[Position identification records]

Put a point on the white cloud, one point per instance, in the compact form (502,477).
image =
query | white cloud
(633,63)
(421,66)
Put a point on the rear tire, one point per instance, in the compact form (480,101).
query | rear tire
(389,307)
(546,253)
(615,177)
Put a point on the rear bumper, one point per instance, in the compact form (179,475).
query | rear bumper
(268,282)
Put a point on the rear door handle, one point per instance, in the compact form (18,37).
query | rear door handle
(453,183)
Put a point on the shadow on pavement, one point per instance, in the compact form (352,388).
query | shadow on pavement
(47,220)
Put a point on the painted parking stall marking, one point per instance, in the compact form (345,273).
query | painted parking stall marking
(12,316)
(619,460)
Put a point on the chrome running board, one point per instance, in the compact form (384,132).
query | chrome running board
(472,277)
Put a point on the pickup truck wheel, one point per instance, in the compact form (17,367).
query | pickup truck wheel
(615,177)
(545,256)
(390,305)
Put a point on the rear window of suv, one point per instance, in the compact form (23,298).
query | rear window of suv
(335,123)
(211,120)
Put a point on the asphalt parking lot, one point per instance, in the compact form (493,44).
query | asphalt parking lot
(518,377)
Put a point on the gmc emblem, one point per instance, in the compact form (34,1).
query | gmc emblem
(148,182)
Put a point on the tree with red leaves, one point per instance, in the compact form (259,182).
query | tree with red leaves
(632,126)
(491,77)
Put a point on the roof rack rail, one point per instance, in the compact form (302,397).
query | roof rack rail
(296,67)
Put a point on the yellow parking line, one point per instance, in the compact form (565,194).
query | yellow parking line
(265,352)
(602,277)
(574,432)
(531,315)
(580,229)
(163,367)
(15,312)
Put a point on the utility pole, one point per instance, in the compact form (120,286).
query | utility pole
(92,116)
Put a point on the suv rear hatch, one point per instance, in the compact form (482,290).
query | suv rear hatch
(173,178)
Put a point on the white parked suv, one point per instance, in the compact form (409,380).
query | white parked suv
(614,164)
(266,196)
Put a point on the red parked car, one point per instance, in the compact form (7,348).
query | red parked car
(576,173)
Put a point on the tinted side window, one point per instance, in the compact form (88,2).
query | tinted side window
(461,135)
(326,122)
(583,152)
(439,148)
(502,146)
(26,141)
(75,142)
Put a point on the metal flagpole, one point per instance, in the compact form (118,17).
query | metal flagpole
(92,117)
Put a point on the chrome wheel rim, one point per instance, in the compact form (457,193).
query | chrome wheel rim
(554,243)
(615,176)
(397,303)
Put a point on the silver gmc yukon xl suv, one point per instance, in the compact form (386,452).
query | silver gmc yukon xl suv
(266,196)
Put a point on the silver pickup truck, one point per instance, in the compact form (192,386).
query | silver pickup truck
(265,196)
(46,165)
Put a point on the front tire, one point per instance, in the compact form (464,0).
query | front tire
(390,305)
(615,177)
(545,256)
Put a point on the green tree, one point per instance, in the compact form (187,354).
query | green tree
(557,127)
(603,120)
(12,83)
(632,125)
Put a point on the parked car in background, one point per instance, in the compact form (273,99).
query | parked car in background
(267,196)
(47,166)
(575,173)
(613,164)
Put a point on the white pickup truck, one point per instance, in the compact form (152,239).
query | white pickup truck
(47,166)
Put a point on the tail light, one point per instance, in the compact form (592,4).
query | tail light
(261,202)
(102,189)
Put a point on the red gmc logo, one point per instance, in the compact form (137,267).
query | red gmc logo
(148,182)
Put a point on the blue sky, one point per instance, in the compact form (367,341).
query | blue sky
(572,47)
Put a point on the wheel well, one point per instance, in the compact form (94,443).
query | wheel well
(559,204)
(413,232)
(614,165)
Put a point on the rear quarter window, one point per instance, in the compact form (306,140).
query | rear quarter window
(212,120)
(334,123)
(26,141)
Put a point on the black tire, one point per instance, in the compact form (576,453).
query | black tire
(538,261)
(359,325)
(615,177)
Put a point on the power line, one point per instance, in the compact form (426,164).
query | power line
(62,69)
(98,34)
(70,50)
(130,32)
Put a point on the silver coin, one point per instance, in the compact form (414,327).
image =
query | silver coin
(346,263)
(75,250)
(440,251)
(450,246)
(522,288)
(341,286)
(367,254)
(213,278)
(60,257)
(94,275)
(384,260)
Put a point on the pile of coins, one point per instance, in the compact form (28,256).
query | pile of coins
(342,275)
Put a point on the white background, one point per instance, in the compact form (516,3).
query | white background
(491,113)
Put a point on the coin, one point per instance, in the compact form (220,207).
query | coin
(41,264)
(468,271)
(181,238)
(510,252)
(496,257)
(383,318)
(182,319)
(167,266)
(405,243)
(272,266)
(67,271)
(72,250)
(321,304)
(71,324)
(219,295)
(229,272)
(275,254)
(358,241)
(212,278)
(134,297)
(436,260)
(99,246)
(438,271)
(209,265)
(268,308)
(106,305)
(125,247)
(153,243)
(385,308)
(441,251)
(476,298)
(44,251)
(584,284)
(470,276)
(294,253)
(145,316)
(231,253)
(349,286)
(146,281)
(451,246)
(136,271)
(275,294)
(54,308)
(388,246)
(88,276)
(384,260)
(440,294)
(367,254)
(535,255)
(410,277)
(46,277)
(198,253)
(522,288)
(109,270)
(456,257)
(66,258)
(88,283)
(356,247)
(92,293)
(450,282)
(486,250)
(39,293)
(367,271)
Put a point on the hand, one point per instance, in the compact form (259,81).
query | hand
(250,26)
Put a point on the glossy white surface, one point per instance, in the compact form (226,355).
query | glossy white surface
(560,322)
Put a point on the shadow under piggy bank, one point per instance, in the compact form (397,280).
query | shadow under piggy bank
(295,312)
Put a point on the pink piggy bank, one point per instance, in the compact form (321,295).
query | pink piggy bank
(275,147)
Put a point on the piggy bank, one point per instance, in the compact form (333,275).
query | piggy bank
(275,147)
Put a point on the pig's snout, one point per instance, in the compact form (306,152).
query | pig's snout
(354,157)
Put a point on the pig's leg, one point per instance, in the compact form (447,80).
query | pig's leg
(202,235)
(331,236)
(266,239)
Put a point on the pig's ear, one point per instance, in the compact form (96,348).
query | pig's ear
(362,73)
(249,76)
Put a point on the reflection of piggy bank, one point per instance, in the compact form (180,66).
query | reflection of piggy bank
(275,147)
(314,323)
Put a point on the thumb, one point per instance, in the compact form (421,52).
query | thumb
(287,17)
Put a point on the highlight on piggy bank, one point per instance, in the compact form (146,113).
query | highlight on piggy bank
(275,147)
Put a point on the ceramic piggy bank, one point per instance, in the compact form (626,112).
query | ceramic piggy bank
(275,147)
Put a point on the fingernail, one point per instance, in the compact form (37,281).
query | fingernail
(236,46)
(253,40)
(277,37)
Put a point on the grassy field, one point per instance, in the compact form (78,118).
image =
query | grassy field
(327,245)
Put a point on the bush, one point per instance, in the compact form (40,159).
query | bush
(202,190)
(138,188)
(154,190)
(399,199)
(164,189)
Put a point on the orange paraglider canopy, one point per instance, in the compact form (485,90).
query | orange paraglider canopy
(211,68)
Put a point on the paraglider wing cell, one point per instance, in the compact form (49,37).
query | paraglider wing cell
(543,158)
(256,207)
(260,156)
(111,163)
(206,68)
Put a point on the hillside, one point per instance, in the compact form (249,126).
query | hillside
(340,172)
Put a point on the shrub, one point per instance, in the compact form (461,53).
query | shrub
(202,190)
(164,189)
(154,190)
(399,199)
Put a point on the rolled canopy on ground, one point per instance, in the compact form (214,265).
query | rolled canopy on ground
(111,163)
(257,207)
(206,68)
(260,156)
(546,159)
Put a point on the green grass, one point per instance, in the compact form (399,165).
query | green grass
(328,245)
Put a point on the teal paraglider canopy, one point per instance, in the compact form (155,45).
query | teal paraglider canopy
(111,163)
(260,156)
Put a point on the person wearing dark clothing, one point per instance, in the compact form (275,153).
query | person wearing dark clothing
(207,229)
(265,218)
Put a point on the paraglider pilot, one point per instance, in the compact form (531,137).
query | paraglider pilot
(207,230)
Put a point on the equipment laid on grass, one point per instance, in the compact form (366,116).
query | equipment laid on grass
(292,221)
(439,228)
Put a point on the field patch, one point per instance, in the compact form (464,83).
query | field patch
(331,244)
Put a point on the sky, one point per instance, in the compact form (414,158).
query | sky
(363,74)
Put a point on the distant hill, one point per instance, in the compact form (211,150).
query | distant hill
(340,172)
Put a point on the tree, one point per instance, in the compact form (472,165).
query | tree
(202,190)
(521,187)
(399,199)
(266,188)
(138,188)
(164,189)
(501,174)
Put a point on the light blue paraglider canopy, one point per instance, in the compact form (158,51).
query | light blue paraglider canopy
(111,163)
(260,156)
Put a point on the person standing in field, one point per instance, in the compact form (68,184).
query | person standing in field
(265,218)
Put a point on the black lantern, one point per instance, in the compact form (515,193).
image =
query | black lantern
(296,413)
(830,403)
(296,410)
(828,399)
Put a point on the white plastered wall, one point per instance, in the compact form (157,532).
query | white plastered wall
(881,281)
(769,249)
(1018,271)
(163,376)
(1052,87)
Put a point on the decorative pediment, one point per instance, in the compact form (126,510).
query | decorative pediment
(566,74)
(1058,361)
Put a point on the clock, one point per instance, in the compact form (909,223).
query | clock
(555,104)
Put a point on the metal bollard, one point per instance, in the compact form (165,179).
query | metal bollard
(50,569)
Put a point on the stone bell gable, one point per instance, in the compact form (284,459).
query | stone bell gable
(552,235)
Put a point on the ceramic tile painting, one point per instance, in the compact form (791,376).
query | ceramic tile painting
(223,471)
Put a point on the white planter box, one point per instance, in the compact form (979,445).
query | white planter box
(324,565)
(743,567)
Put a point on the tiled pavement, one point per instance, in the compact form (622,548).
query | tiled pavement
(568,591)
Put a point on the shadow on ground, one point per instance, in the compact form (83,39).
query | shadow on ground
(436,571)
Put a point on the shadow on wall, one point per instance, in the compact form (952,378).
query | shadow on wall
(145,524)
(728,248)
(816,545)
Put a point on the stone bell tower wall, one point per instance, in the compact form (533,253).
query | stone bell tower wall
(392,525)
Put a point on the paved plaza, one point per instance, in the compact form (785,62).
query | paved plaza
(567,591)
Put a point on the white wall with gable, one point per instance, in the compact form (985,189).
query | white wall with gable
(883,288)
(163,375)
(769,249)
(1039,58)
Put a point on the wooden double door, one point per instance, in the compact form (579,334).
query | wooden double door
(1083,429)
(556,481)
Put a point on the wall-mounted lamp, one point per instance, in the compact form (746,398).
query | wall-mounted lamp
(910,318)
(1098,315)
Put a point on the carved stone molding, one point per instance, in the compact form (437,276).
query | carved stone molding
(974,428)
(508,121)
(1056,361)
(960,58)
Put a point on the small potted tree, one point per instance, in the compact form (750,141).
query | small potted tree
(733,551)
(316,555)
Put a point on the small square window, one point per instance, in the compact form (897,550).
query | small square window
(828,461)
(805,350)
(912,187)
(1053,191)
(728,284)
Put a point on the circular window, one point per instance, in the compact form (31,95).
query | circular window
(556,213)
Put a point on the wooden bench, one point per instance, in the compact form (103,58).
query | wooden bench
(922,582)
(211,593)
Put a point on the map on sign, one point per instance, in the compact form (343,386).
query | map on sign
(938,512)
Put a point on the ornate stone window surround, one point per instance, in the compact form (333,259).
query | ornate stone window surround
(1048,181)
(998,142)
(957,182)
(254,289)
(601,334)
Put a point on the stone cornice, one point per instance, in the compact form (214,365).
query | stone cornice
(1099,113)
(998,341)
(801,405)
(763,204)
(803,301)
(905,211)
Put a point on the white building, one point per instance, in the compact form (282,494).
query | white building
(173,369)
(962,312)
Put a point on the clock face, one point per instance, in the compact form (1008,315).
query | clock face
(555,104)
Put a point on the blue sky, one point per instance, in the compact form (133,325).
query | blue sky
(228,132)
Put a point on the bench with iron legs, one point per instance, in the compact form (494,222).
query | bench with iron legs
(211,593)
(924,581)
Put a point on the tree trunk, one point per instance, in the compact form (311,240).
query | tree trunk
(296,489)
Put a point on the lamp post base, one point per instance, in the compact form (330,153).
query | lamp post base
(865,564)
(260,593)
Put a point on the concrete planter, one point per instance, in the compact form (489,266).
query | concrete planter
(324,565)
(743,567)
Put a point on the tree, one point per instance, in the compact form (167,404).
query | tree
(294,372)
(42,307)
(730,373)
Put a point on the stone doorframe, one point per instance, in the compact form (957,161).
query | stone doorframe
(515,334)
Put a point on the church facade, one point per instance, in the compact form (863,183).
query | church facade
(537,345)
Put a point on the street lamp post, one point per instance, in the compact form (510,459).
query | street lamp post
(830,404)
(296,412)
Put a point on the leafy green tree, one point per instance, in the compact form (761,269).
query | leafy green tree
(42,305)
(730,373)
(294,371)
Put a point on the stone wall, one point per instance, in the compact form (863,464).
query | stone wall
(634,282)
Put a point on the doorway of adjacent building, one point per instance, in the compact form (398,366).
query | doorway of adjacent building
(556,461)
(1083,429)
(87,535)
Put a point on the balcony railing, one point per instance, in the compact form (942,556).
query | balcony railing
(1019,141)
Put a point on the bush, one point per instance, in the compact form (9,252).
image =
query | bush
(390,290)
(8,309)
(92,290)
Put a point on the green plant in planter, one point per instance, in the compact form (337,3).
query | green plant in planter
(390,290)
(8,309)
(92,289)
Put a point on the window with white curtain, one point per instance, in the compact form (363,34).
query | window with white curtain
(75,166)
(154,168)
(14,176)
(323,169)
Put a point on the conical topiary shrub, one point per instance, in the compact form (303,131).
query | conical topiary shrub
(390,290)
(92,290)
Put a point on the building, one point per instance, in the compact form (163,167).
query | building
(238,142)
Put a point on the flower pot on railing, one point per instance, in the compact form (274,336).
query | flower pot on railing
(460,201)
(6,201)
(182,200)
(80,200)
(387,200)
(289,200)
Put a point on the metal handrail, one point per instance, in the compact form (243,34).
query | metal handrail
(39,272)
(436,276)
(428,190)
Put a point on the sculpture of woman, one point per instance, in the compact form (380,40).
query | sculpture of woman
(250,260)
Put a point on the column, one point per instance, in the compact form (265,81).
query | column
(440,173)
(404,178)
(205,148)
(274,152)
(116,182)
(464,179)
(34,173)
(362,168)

(Challenge)
From the line holding "Put a point on the building, one" through the last line above, reproduce each line exactly and add nothing.

(Task response)
Put a point on the building, one point per instance, in the compact form (163,167).
query | building
(238,142)
Put a point on the flower pot on railing, one point per instance, in the compact form (274,336).
query | flower pot on railing
(460,201)
(6,201)
(182,200)
(80,200)
(387,200)
(289,200)
Put a point on the metal handrail, one point per instance, in the compact form (243,34).
query | metal handrail
(39,272)
(436,276)
(428,190)
Put a point on the sculpture of woman, one point per instance, in the compact form (380,40).
query | sculpture of woman
(250,260)
Put a point on the column, one point per instance, in the compact form (265,81).
query | column
(440,173)
(404,178)
(205,148)
(274,152)
(116,182)
(464,179)
(34,173)
(362,168)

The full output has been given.